# WORK REQUEST A:
Answer these questions from the OnApp terms excerpt:
(i) What interest rate may OnApp charge on unpaid invoices?
(ii) What must you promptly furnish OnApp with after paying withheld taxes?
(iii) How is a fee change from added OnDemand Service units applied to the rest of the billing month?
# WORK REQUEST B:
Can you sum up the OnApp terms excerpt in exactly two sentences?
# WORK REQUEST C:
What might come next in the OnApp terms excerpt? Continue it from its final clause.

# EXCERPTED PASSAGE:
◆ ◆ ◆ ◆ ◆
3.6 All amounts payable by you are exclusive of all sales taxes, use, excise, import or export, value added, governmental permit fees, license fees, and customs. If you are legally obliged under applicable tax law to withhold any amount of any payment to OnApp, then the amount of the payment to OnApp shall be automatically increased to totally offset such tax, so that the amount actually remitted to OnApp, net of all taxes, equals the amount invoiced or otherwise due. You will promptly furnish OnApp with the official receipt of payment of these taxes to the appropriate taxing authority. You shall provide OnApp with a certificate of exemption acceptable to an applicable taxing authority, where required.
3.7 All payments made by you must be received by OnApp in cleared funds by the due date set out in the relevant Order for which purpose time shall be of the essence. No payments due to OnApp shall be subject to any setoff, counterclaim, withholding or deduction except as is mandatory under applicable law and subject to the other provisions of the applicable Agreement. OnApp shall be entitled to set off and cross-collateralise between each of your balances if more than one. If you do not pay the invoices when due, OnApp may charge interest at one percent (1%) per month on the unpaid balance between the date due and the date paid.
4.1 Your OnDemand Service will be identified in the relevant Order. You may, at any time, add the units of OnDemand Service set out in the Order by agreeing the relevant change with your OnApp account manager. Any resulting change to your fees will be pro-rated for the remainder of the relevant billing month and will then take effect in full from the start of your next billing month.
4.2 Subject to the terms of this Agreement, we shall:
4.2.1 provide the OnDemand Service to you (and your authorised users set out in the Order) on the terms of this Agreement;
4.2.2 materially comply with the Documentation in performing our obligations under this Agreement; and
4.2.3 if set out in the Order, provide the support services described in the relevant Order.
4.3 You may, at any time, request different OnApp services, including Professional Services, which will be subject to different terms and additional charges.
◆ ◆ ◆ ◆ ◆
# Segmentation mask data:

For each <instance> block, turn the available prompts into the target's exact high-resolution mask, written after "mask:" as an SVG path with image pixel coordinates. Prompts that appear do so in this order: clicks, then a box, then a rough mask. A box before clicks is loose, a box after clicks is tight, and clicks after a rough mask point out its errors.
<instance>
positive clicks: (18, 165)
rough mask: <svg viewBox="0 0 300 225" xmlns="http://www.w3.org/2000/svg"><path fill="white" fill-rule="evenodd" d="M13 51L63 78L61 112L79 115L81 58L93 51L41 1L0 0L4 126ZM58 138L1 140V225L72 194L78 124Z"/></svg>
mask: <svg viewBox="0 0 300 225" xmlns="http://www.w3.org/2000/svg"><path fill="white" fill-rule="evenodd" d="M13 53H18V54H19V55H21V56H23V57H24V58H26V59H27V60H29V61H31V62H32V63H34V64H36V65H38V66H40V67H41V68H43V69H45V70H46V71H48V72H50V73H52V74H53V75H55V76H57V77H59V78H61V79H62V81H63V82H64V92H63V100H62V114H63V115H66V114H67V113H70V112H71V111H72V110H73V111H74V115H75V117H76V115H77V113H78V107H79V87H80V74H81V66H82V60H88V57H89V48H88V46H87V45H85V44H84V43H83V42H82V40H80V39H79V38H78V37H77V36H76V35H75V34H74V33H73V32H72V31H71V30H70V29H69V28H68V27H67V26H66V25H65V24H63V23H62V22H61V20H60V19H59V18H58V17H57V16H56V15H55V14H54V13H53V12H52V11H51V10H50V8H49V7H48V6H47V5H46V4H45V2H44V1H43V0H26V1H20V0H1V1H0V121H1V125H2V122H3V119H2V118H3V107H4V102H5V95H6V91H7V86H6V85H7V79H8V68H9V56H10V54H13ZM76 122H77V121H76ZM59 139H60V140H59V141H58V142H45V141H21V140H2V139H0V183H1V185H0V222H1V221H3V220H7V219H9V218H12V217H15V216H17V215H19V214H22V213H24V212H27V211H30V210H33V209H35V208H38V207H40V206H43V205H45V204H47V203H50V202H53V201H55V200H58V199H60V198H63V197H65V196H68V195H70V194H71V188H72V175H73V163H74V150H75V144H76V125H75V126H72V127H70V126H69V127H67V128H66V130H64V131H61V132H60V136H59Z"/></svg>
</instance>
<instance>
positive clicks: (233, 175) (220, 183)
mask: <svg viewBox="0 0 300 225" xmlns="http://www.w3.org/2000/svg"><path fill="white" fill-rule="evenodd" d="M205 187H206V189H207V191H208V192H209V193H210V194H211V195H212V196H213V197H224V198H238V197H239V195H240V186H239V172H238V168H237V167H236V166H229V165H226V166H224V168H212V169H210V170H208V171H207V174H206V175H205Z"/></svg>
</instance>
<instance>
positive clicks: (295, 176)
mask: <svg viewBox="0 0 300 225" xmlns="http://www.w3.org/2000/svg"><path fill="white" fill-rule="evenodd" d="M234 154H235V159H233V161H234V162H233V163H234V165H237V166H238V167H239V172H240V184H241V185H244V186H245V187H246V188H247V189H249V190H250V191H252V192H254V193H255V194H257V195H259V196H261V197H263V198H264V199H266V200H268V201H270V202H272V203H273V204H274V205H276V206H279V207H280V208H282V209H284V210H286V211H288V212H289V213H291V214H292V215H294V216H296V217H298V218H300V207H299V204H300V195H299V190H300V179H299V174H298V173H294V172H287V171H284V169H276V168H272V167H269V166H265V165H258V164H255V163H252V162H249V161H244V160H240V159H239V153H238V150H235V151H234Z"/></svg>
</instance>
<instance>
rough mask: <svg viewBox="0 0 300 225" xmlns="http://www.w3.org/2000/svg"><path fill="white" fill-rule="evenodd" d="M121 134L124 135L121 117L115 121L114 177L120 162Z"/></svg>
◆ ◆ ◆ ◆ ◆
# TASK OUTPUT A:
(i) One percent (1%) per month on the unpaid balance, between the date due and the date paid.
(ii) The official receipt of payment of those taxes to the appropriate taxing authority.
(iii) It is pro-rated for the remainder of that billing month and then takes effect in full from the start of the next billing month.

# TASK OUTPUT B:
Payments to OnApp exclude taxes, are increased to offset any withholding, and must arrive in cleared funds by the due date without setoff, with late balances charged interest of one percent per month. The OnDemand Service is identified in the Order and can be expanded with pro-rated fee changes, and OnApp will provide it, materially comply with the Documentation, and provide any support services set out in the Order.

# TASK OUTPUT C:
4.4 Without requiring your written consent, OnApp may change, discontinue, or remove the Documentation and/or OnDemand Services (or any part thereof) or change or remove features or functionality from time to time provided that such alterations do not materially diminish the functionality of your ordered OnDemand Services. OnApp will notify you of any material change to, or discontinuation of, the OnDemand Services.
5. LICENCE AND RESTRICTIONS
5.1 OnApp hereby grants you a limited, non-transferable, non-exclusive, non-sublicensable licence for the Term to use the OnDemand Services and the Documentation for (i) your internal business purposes; (ii) for providing services to your End Users; and (iii) (where applicable) for such other purposes described in the Order, subject in each case to the terms of this Agreement.
5.2 You shall ensure that all you:
5.2.1 use the OnDemand Services in accordance with the Documentation and the terms of this Agreement;
5.2.2 keep confidential and not share with any party (other than your employees and agents) any login details, password or other form of access credentials (“Access Credentials”) that it is provided to facilitate your direct access to the OnDemand Services;
5.2.3 maintain reasonable security measures to prevent unauthorised access to the OnDemand Services via your Access Credentials; and
5.2.4 notify OnApp immediately in the event you are aware of or suspect any unauthorised access to the OnDemand Services.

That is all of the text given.